Dataset entries
▬▬▬
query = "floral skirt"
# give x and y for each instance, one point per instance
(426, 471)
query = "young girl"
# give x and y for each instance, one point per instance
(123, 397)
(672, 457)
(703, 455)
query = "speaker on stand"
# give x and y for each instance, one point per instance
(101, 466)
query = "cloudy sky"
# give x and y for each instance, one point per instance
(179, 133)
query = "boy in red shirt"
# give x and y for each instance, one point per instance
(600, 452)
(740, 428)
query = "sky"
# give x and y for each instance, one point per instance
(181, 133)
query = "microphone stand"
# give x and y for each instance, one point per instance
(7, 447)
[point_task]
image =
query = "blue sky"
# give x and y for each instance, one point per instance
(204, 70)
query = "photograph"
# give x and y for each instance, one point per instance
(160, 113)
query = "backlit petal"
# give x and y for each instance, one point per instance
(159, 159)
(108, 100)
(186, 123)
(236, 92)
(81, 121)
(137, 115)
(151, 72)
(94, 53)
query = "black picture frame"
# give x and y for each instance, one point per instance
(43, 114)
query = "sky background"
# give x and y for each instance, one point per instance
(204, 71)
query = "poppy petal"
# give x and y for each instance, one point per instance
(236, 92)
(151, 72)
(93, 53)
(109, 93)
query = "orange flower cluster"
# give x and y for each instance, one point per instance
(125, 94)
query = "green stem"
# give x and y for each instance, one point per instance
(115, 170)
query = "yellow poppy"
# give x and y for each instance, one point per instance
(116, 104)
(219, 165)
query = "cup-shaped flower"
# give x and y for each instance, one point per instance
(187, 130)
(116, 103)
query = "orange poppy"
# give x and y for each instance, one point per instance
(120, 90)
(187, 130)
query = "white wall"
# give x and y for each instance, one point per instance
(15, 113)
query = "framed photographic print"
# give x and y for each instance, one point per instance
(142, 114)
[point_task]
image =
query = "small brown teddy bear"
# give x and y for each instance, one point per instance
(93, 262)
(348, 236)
▬▬▬
## Task to complete
What is needed is a count of the lines in the data that contain the word "orange"; please give it and no other words.

## Task response
2